**Tarefas a realizar:**
**1.** Segundo a notícia sobre o Carf, qual foi o valor do auto de infração afastado e a quais tributos ele se referia?
**2.** Reescreva de forma mais concisa o parágrafo da notícia sobre o Carf que começa com "O contribuinte foi autuado porque", mantendo os fatos principais.
**3.** Prossiga a notícia sobre o Carf a partir do ponto em que ela termina.

**Texto de leitura:**
Carf afasta tributação sobre dividendos gerados com atualização de valor de imóvel
O Conselho Administrativo de Recursos Fiscais (Carf) entendeu que não devem ser tributados dividendos oriundos de ganho contábil com a atualização do valor de imóvel pelo Ajuste a Valor Justo (AVJ) – preço de mercado. A decisão beneficia uma imobiliária que administra um shopping center no Rio de Janeiro. Segundo advogados, é o primeiro acórdão do tribunal administrativo sobre o tema.
O caso foi julgado pela 1ª Turma Ordinária da 4ª Câmara da 1ª Seção em fevereiro, quando foi afastado um auto de infração de R$ 21 milhões de Imposto de Renda (IRPJ) e CSLL. A Procuradoria-Geral da Fazenda Nacional (PGFN) não recorreu da decisão.
O contribuinte foi autuado porque a fiscalização considerou que a distribuição de lucros, com a atualização do imóvel, configura ganho de capital e gatilho para a tributação. Já o contribuinte defende que a cobrança só pode ocorrer quando houver a venda do bem.
Por maioria, a turma concluiu que “o ativo que gerou Ajuste a Valor Justo (AVJ) não foi objeto de depreciação e nem de alienação ou outra eventual baixa na escrituração, permanecendo intacto no patrimônio da empresa”. “A distribuição de dividendos proveniente do ganho contábil (AVJ), contrapartida da subconta vinculada ao ativo, não dá causa à realização do ativo”, diz no voto o relator, o conselheiro Cláudio de Andrade Camerano.

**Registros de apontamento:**

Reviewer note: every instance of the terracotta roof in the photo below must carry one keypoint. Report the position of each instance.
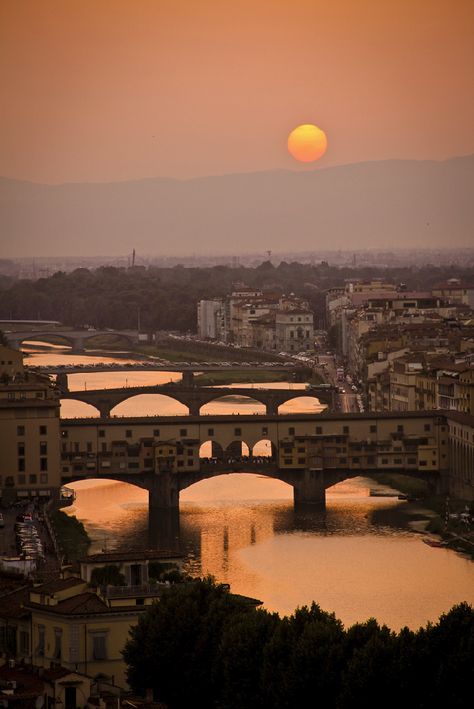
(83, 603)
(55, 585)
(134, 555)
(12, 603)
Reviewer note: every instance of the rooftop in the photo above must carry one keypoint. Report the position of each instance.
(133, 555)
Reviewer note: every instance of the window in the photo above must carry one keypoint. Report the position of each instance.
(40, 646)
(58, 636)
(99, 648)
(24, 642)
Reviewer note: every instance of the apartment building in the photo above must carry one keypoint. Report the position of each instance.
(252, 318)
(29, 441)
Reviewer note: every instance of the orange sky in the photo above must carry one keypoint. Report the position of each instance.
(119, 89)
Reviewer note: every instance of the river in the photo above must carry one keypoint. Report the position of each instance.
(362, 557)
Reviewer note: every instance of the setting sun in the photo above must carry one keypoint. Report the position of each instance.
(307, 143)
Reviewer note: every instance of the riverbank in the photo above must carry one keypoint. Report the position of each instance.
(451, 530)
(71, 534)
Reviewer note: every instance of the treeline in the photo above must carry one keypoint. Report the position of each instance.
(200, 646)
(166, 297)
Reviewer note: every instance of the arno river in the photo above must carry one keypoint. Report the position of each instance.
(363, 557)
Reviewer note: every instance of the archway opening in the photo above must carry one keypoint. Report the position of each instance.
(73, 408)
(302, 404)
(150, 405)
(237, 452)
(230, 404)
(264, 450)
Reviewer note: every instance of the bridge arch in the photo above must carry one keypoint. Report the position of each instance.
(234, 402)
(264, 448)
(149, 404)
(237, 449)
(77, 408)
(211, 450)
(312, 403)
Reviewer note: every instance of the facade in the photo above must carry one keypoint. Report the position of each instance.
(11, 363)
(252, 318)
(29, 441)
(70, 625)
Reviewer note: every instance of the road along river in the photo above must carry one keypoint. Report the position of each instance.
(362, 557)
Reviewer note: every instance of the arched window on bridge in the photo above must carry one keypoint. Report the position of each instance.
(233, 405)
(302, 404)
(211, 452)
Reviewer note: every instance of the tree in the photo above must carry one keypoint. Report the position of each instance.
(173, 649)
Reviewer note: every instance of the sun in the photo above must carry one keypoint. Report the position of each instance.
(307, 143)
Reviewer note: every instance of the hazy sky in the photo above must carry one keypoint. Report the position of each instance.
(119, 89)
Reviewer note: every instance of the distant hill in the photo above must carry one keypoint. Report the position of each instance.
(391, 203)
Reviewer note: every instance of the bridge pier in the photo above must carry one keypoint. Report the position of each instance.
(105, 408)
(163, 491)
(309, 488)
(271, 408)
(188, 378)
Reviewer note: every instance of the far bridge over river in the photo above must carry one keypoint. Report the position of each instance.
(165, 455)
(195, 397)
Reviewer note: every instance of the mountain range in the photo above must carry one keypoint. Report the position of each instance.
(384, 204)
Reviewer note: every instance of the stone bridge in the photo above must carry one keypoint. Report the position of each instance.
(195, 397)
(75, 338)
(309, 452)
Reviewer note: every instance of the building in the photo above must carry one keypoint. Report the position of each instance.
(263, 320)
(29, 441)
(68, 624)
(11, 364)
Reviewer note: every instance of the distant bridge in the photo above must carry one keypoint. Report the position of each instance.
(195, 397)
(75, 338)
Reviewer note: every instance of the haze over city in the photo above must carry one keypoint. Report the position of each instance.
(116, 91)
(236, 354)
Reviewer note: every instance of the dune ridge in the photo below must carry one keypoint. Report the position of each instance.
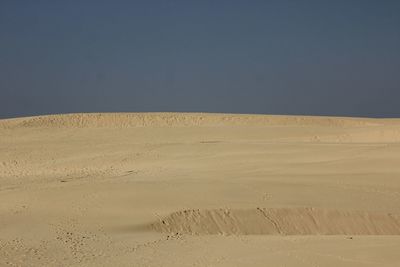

**Conjunto de respostas:**
**1.** R$ 21 milhões, referentes a Imposto de Renda (IRPJ) e CSLL.

**2.** A fiscalização autuou o contribuinte por considerar que distribuir lucros decorrentes da atualização do imóvel configura ganho de capital e aciona a tributação. O contribuinte sustenta que a cobrança só pode ocorrer com a venda do bem.

**3.**
O processo se refere à distribuição de dividendos feita entre os anos de 2013 e 2015. Em 2013, a empresa registrou na contabilidade AVJ de R$ 260,2 milhões após atualizar o valor do shopping para o de mercado, o que gerou ganho de R$ 171,7 milhões. Para a Delegacia de Julgamento (DRJ), deveria ser aplicado o artigo 13 da Lei nº 13.973, de 2014, legislação que introduziu novos padrões contábeis internacionais no Brasil.
O dispositivo determina que se houver resultado positivo quando um bem for avaliado pelo AVJ, ele não será computado na apuração do lucro real, desde que esses valores fiquem reservados em uma subconta vinculada ao ativo. A tributação ocorrerá “à medida que o ativo for realizado, inclusive mediante depreciação, amortização, exaustão, alienação ou baixa, ou quando o passivo for liquidado ou baixado”.
Segundo a fiscalização, o AVJ deve ser tributado por ser um resultado positivo, equiparável ao ganho de capital. A distribuição do lucro aos acionistas, na visão do Fisco, é como se o ativo tivesse sido realizado. Isso porque “não mais existe contrapartida credora que ampare o AVJ constante do ativo da fiscalizada, ensejando a tributação, dada a ocorrência do fato gerador”.
No recurso ao Carf, o contribuinte argumentou que o recolhimento de tributos só pode acontecer quando o ativo for alienado. Defendeu ainda que os dividendos são isentos.
O relator, o conselheiro Cláudio de Andrade Camerano, afirma, em seu voto, que a distribuição do AVJ poderia até ter impactos societários, mas não efeitos na esfera tributária. “O ganho registrado nada mais representa do que um ganho em potencial, uma mera expectativa, que pode ou não se tornar uma realidade econômica”, afirma ele (processo nº 11052.720011/2019-39).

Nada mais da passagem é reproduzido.